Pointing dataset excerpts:
------------------------------------------------------------

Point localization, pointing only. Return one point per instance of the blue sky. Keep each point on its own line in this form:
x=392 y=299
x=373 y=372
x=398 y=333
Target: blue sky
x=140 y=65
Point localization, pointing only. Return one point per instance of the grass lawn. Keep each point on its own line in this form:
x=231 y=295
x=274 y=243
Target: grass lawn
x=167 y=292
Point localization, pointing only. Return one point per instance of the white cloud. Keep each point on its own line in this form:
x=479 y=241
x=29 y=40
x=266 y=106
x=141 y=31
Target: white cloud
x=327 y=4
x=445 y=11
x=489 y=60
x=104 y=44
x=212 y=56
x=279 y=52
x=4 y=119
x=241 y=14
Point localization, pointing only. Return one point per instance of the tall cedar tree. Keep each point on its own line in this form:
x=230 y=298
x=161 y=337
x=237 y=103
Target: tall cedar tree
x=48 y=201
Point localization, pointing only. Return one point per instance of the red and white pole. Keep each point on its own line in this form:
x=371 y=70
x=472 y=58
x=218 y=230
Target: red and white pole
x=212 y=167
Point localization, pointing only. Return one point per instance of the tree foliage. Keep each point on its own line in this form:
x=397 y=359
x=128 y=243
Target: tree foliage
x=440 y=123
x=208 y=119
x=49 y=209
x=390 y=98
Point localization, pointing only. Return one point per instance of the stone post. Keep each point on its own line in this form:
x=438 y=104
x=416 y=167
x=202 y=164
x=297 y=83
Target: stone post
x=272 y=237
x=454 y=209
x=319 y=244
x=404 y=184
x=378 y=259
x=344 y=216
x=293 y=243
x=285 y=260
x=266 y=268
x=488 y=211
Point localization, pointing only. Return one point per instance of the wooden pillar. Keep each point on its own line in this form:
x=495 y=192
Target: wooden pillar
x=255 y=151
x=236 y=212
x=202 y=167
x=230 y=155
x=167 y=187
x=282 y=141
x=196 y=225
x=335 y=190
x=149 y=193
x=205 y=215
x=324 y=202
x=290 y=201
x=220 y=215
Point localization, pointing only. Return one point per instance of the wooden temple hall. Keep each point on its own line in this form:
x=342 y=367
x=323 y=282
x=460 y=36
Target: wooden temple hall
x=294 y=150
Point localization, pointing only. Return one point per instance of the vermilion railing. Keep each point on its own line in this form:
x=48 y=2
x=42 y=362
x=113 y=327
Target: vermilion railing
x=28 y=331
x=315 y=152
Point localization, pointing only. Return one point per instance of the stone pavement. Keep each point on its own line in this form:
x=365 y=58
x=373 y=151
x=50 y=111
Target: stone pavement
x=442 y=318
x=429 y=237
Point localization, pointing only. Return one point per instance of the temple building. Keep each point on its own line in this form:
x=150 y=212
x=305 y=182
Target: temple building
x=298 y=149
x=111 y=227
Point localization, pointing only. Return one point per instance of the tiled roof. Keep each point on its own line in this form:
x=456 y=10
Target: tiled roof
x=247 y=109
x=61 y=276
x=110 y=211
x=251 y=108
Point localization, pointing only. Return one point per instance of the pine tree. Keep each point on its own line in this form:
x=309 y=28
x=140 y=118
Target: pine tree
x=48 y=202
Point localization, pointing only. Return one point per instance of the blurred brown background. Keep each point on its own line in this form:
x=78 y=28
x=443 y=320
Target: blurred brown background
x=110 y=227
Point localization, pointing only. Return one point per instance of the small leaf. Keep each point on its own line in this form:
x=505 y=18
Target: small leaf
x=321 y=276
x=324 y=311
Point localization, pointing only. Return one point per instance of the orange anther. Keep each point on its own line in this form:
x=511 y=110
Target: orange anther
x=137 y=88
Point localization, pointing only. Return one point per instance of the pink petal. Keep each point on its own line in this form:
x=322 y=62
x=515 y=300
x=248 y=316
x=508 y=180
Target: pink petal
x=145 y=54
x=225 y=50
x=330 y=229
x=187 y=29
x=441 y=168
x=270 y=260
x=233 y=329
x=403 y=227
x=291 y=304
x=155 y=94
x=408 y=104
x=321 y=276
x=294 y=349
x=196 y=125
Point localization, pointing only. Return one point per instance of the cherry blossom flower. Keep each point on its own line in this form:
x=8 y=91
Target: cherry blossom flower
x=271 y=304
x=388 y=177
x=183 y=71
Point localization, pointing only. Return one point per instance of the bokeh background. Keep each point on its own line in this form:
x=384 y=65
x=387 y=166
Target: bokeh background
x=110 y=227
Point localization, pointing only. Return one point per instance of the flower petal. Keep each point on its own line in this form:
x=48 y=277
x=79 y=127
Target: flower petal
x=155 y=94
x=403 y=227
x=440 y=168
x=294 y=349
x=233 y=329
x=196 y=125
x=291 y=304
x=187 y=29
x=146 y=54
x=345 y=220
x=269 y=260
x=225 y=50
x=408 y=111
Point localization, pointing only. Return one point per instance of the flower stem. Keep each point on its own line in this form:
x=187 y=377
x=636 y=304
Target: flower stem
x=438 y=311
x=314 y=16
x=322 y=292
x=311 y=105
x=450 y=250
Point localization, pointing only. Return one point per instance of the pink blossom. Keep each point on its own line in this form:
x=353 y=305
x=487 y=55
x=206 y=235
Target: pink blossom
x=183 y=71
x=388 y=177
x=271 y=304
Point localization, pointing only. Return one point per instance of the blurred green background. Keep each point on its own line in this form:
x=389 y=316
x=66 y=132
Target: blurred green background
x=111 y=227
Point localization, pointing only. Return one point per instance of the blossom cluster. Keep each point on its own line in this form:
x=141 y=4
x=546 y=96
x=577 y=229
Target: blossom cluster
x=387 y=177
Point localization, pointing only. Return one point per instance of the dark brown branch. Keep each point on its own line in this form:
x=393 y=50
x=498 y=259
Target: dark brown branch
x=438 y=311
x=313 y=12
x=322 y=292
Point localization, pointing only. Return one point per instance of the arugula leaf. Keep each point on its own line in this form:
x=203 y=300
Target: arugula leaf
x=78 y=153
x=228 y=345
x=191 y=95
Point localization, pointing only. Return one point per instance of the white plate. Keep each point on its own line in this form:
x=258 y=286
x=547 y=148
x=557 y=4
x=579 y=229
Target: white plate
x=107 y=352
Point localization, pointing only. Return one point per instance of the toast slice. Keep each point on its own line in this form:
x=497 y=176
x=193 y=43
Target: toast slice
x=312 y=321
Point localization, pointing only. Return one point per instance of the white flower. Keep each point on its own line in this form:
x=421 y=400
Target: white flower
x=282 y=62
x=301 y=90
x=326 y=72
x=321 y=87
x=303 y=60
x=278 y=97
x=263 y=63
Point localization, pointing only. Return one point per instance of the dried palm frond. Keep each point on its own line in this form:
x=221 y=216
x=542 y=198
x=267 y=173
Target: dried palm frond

------------------------------------------------------------

▶ **Written exercise**
Every record above should be copied exactly.

▶ **Response**
Point localization, pointing only. Return one point per instance of the blue sky. Keep each point on its own line in this form:
x=392 y=299
x=373 y=372
x=398 y=333
Target: blue sky
x=140 y=65
Point localization, pointing only. Return one point per instance of the grass lawn. Keep each point on its own line in this form:
x=231 y=295
x=274 y=243
Target: grass lawn
x=167 y=292
Point localization, pointing only. Return one point per instance of the white cloud. Keep each point on its own line in this form:
x=479 y=241
x=29 y=40
x=266 y=106
x=141 y=31
Target: white cloud
x=327 y=4
x=445 y=11
x=489 y=60
x=104 y=44
x=212 y=56
x=279 y=52
x=4 y=119
x=241 y=14
Point localization, pointing only. Return one point per instance of the tall cedar tree. Keep each point on its own line in this form:
x=230 y=298
x=161 y=337
x=237 y=103
Target: tall cedar tree
x=48 y=201
Point localization, pointing only. Return one point per instance of the red and white pole. Keep each point on its own line in this form:
x=371 y=70
x=472 y=58
x=218 y=230
Target: red and white pole
x=212 y=167
Point localization, pointing only. Return one point per instance of the tree foliage. Keep each point on its own line in this form:
x=397 y=359
x=128 y=243
Target: tree foliage
x=440 y=123
x=208 y=119
x=49 y=209
x=390 y=98
Point localization, pointing only. Return one point per instance of the stone post. Keep each point on its own line in this form:
x=438 y=104
x=416 y=167
x=202 y=164
x=297 y=83
Target: stone post
x=272 y=237
x=454 y=209
x=319 y=244
x=404 y=184
x=378 y=259
x=344 y=216
x=293 y=243
x=285 y=260
x=266 y=268
x=488 y=211
Point localization, pointing only. Return one point per instance of the wooden pillar. Keep each point on its own line in this form:
x=495 y=192
Target: wooden pillar
x=255 y=151
x=236 y=212
x=202 y=167
x=230 y=155
x=167 y=187
x=282 y=141
x=196 y=225
x=335 y=190
x=149 y=193
x=205 y=215
x=324 y=202
x=290 y=201
x=220 y=215
Point localization, pointing only. Return one point per instance of the wooden temple hall. Keep each point on its own line in this form:
x=342 y=367
x=323 y=282
x=460 y=36
Target: wooden temple hall
x=294 y=150
Point localization, pointing only. Return one point per instance of the vermilion railing. Keep each point on its own line in this form:
x=48 y=2
x=42 y=362
x=113 y=327
Target: vermilion railing
x=28 y=331
x=315 y=152
Point localization, pointing only. Return one point per instance of the stone pavement. Keep each point on its own line in this form:
x=365 y=58
x=373 y=151
x=50 y=111
Target: stone pavement
x=442 y=318
x=429 y=237
Point localization, pointing only. Return one point per instance of the temple building. Keep each point on its own line in this form:
x=150 y=212
x=305 y=182
Target: temple building
x=298 y=149
x=111 y=227
Point localization, pointing only. Return one point per instance of the tiled roof. Keep each point on its own line in this form:
x=456 y=10
Target: tiled roof
x=247 y=109
x=61 y=276
x=110 y=211
x=251 y=108
Point localization, pointing only. Return one point per instance of the pine tree. Keep each point on its own line in this form:
x=309 y=28
x=140 y=118
Target: pine tree
x=48 y=202
Point localization, pointing only. Return one point per instance of the blurred brown background. Keep each point on its own line in this form:
x=78 y=28
x=443 y=320
Target: blurred brown background
x=110 y=227
Point localization, pointing only. Return one point per instance of the small leaf. Keep each point on its own line in this form:
x=505 y=18
Target: small leaf
x=321 y=276
x=324 y=311
Point localization, pointing only. Return one point per instance of the orange anther. Keep each point on its own line in this form:
x=511 y=110
Target: orange anther
x=137 y=88
Point localization, pointing only. Return one point per instance of the pink petal. Keep each point on its own line in this form:
x=322 y=62
x=515 y=300
x=248 y=316
x=508 y=180
Target: pink petal
x=145 y=54
x=225 y=50
x=330 y=229
x=187 y=29
x=441 y=168
x=270 y=260
x=233 y=329
x=403 y=227
x=291 y=304
x=155 y=94
x=408 y=104
x=321 y=276
x=294 y=349
x=196 y=125
Point localization, pointing only. Return one point per instance of the cherry blossom flower. Keep each point on its own line in this form:
x=8 y=91
Target: cherry blossom flower
x=271 y=304
x=388 y=177
x=183 y=71
Point localization, pointing only. Return one point per instance of the bokeh background. Keep each point on its own line in this form:
x=384 y=65
x=387 y=166
Target: bokeh background
x=110 y=227
Point localization, pointing only. Return one point per instance of the flower petal. Keep each point on its own line in this form:
x=48 y=277
x=79 y=127
Target: flower petal
x=155 y=94
x=403 y=227
x=440 y=168
x=294 y=349
x=233 y=329
x=196 y=125
x=291 y=304
x=187 y=29
x=146 y=54
x=345 y=220
x=269 y=260
x=225 y=50
x=408 y=111
Point localization, pointing only. Return one point per instance of the flower stem. Keep each point on its own line in this form:
x=187 y=377
x=636 y=304
Target: flower stem
x=438 y=311
x=314 y=16
x=322 y=292
x=311 y=105
x=450 y=250
Point localization, pointing only. Return one point per instance of the pink blossom. Keep each point on its own line in this form:
x=353 y=305
x=487 y=55
x=206 y=235
Target: pink blossom
x=183 y=71
x=388 y=177
x=271 y=304
Point localization, pointing only. Return one point per instance of the blurred green background. Keep each point on its own line in this form:
x=389 y=316
x=66 y=132
Target: blurred green background
x=111 y=227
Point localization, pointing only. Return one point per instance of the blossom cluster. Keep each point on its own line in this form:
x=141 y=4
x=546 y=96
x=577 y=229
Target: blossom cluster
x=387 y=177
Point localization, pointing only. Return one point per instance of the dark brown branch. Keep each point on its own line in this form:
x=393 y=50
x=498 y=259
Target: dark brown branch
x=438 y=311
x=313 y=12
x=322 y=292
Point localization, pointing only. Return one point per instance of the arugula leaf. Keep each point on its own line in this form:
x=203 y=300
Target: arugula leaf
x=78 y=153
x=228 y=345
x=191 y=95
Point localization, pointing only. Return one point per instance of the white plate. Keep each point on its own line in this form:
x=258 y=286
x=547 y=148
x=557 y=4
x=579 y=229
Target: white plate
x=107 y=352
Point localization, pointing only. Return one point per instance of the toast slice. Keep each point on its own line in this form:
x=497 y=176
x=193 y=43
Target: toast slice
x=312 y=321
Point localization, pointing only. Return one point per instance of the white flower. Keep each point on its own line in this form:
x=421 y=400
Target: white flower
x=282 y=62
x=301 y=90
x=326 y=72
x=321 y=87
x=303 y=60
x=278 y=97
x=263 y=63
Point localization, pointing only. Return one point per instance of the dried palm frond. Keep each point on its own line in this form:
x=221 y=216
x=542 y=198
x=267 y=173
Target: dried palm frond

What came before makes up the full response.